• _Saved entries_:

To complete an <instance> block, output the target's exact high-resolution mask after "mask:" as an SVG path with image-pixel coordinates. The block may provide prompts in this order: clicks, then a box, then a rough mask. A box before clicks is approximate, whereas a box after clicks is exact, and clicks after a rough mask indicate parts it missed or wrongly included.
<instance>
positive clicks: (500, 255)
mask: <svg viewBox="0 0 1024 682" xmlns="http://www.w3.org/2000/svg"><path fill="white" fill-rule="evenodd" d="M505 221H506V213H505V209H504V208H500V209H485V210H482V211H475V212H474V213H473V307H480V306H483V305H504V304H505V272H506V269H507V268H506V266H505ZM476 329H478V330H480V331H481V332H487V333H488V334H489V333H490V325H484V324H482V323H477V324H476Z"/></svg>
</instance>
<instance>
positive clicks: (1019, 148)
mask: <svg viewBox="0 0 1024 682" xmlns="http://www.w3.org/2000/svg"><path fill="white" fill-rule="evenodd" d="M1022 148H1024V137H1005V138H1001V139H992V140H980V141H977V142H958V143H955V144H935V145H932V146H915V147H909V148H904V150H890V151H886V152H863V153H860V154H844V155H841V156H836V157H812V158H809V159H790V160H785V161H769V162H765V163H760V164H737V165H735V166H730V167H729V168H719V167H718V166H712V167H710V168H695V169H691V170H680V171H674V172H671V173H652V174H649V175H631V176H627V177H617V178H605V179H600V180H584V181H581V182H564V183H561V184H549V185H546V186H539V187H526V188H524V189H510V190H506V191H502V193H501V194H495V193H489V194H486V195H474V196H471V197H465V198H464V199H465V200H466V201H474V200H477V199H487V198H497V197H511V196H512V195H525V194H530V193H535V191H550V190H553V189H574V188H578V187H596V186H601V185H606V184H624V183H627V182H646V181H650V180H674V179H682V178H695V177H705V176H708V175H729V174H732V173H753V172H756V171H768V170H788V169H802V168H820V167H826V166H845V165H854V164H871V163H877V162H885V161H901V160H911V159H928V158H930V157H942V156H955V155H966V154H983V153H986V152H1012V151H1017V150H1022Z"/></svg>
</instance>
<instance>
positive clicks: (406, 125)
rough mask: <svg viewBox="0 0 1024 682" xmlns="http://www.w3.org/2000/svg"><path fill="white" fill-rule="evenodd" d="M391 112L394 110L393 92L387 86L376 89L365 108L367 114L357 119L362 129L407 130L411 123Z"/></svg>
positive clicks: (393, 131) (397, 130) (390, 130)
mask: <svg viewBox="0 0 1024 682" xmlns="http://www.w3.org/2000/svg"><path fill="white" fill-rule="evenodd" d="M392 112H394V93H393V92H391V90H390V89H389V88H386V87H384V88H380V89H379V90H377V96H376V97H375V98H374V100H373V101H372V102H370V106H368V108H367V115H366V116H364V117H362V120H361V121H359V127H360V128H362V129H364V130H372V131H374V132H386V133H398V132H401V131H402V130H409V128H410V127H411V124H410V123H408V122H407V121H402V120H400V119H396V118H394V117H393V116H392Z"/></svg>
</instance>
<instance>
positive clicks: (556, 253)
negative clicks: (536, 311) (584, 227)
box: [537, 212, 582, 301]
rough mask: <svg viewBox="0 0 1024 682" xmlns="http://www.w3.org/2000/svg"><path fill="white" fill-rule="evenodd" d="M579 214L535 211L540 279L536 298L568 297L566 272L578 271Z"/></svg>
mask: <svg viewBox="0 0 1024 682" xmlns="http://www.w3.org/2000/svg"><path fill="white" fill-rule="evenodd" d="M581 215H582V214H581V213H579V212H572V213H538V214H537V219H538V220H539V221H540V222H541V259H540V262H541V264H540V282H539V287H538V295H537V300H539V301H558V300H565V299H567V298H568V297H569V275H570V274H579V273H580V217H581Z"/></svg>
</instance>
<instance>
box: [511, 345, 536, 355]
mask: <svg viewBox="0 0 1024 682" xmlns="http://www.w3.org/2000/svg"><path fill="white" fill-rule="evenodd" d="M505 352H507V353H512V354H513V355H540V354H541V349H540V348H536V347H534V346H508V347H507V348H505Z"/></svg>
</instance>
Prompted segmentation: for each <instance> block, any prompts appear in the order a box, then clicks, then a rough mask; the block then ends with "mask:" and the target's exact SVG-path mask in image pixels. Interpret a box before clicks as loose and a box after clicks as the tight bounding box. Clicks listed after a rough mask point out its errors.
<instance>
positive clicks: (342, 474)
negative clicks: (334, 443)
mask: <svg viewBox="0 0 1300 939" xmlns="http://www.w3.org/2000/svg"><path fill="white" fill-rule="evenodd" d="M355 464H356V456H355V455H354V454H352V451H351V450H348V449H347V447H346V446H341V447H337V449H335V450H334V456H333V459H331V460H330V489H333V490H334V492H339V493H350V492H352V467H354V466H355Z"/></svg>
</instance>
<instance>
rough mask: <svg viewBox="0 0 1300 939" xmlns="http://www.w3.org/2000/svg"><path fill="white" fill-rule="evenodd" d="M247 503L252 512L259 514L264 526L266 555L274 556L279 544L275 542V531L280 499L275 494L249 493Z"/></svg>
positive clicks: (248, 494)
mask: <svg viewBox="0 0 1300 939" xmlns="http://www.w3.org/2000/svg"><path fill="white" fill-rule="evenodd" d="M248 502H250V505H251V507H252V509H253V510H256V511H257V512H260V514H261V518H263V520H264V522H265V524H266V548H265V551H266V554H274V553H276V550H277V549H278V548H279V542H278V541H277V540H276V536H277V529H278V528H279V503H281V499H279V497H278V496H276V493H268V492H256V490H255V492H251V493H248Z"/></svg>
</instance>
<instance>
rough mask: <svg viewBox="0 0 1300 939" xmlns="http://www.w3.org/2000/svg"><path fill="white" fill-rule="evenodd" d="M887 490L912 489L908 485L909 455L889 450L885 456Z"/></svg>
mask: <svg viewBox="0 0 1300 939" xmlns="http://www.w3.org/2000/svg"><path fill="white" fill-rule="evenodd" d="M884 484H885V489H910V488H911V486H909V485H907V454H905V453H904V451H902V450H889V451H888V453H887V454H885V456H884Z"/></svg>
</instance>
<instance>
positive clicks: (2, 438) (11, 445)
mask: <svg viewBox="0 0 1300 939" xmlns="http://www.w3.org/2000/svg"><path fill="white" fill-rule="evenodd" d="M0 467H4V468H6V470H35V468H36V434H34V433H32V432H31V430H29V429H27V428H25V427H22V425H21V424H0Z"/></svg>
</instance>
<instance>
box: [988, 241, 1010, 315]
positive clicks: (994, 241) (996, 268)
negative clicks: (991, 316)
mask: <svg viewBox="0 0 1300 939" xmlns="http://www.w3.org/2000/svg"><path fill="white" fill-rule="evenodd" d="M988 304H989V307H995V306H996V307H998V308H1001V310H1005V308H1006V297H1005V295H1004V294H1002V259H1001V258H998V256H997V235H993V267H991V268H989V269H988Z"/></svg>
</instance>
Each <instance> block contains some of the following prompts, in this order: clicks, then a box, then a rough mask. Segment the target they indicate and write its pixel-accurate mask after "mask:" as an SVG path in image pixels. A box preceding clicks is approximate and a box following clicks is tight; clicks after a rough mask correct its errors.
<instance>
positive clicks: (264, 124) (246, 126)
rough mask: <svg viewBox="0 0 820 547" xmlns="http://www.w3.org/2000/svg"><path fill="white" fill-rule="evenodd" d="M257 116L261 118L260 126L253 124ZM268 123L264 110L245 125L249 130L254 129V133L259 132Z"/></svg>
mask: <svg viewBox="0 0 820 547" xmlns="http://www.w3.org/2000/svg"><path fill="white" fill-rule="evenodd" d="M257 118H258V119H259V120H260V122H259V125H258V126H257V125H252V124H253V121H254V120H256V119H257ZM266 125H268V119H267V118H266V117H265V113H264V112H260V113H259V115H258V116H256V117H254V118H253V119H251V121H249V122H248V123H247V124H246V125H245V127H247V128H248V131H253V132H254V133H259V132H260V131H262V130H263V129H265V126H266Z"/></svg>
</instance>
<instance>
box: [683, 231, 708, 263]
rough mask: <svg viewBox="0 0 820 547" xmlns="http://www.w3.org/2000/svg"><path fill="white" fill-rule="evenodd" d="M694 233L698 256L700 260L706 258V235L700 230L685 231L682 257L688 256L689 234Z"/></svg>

• _GOAL OF THE EXERCISE_:
Lines holding the word "prompts" are the answer; copy every one from the records above.

• _COMPLETED EXERCISE_:
To complete an <instance> block, output the target's exact high-resolution mask after "mask:" as an SVG path with image-pixel coordinates. The block may provide prompts in this order: clicks, then a box, then a rough mask. A box before clicks is approximate, whereas a box after clicks is exact, and clicks after a rough mask indicate parts it missed or wrongly included.
Prompted segmentation: for each <instance> block, any prompts appear in the order a box, then clicks, then a rough mask; the block then ends with "mask:" and the target's exact SVG-path mask in image pixels. Interpret a box before clicks as loose and a box after clicks as the tight bounding box. Clicks listed after a rough mask point out its errors.
Each <instance> block contains some of the following prompts, in this order: clicks, then a box, then a rough mask. Segment the target they indicate and write its pixel-accurate mask after "mask:" as an SVG path in image pixels. A box preceding clicks is approximate and a box following clicks is tight; clicks after a rough mask correct its errors.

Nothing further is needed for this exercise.